» **Text shown**:
-=-=-
If authentication is based on SSL client authentication, the directory administrator needs to create an entry in the directory's certmap.conf file. The certmap.conf entry maps the DN in the subsystem's client certificate to a directory entry that specifies write permission to the appropriate portion of the directory tree.
If you intend to publish certificates to the directory, the directory administrator needs to have an entry for each user to whom you intend to issue a certificate, and the directory schema must include a location to which the certificate should be published. If you want to publish the CA certificate or CRL, you will also need an entry for the CA. If you intend to use SSL authentication, both the directory and the Certificate Manager must be configured appropriately for SSL. For detailed information on LDAP publishing, see Chapter 19 "Setting Up LDAP Publishing."
Publishing CRLs to the Online Certificate Status Manager
Certificate Management System supports the Online Certificate Status Protocol (OCSP) as defined in the PKIX standard RFC 2560 (see http://www.ietf.org/rfc/rfc2560.txt). The OCSP protocol enables OCSP-compliant applications to determine the state of a certificate, including the revocation status, without having to directly check a CRL published by a CA to the validation authority. The validation authority, which is also called an OCSP responder, does the checking for the application. For more information, see What's an OCSP-Compliant PKI Setup?.
To aid you in the process of setting up a OCSP-compliant PKI setup, Certificate Management System provides two options:
Use the OCSP-service feature built into the Certificate Manager Read section How to Get an OCSP Responder? to decide which method is suitable for your PKI setup.
Subsystem Certificate Decisions
Using a self-signed signing certificate for the Certificate Manager simplifies the deployment of an initial pilot. You can install the Certificate Manager without having to apply to a public certificate authority and waiting for it to issue, sign, and return your CA signing certificate. Your own Certificate Manager can then issue all the other certificates required for your pilot. However, taking this approach means that end entities outside your organization will not recognize your Certificate Manager unless you distribute the root Certificate Manager certificate to them.
The certificates and keys you need for each subsystem depend in part on whether the subsystems are in the same or different CMS instances. Subsystems installed together in the same instance use internal connectors to communicate and therefore don't need separate SSL certificates to authenticate each other.
When two CMS subsystems are installed in a single instance, they normally share a single SSL server certificate. If one or more subsystems are installed in a separate instance from the other subsystems, each instance requires a separate SSL server certificate.
-=-=-
Excerpts from a pointing dataset
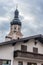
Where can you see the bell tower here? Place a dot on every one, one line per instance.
(15, 29)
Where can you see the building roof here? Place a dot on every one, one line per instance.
(24, 40)
(16, 20)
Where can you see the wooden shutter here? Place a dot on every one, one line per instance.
(20, 63)
(23, 48)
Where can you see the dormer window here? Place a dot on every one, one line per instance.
(23, 48)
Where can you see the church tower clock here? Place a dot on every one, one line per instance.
(15, 30)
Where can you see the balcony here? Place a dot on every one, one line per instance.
(30, 55)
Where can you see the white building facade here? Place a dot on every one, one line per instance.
(17, 50)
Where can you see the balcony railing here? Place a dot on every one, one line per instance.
(32, 55)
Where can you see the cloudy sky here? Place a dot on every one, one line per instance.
(30, 12)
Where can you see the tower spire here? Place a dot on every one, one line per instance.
(16, 6)
(16, 12)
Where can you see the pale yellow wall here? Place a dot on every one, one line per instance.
(30, 44)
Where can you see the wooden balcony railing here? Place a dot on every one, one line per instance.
(32, 55)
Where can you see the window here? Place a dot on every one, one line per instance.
(31, 63)
(20, 63)
(35, 50)
(23, 47)
(5, 62)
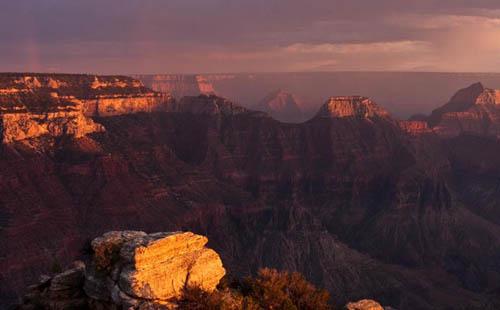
-=-=-
» **Instructions**:
**a)** In the certificate management text, which RFC defines the Online Certificate Status Protocol that Certificate Management System supports?
**b)** In the records, start at the line that has "Where can you see the cloudy" and write out each line through the end of the records, including the requests. Increase every coordinate in the answers by 122, and leave the pictures out.
The text and the records were drawn from unrelated sources.

» **Answers to the exercise**:
**a)** RFC 2560, part of the PKIX standard.

**b)**
Where can you see the cloudy sky here? Place a dot on every one, one line per instance.
(152, 134)
Where can you see the tower spire here? Place a dot on every one, one line per instance.
(138, 128)
(138, 134)
Where can you see the pale yellow wall here? Place a dot on every one, one line per instance.
(152, 166)
Where can you see the wooden balcony railing here? Place a dot on every one, one line per instance.
(154, 177)
Where can you see the window here? Place a dot on every one, one line per instance.
(153, 185)
(142, 185)
(157, 172)
(145, 169)
(127, 184)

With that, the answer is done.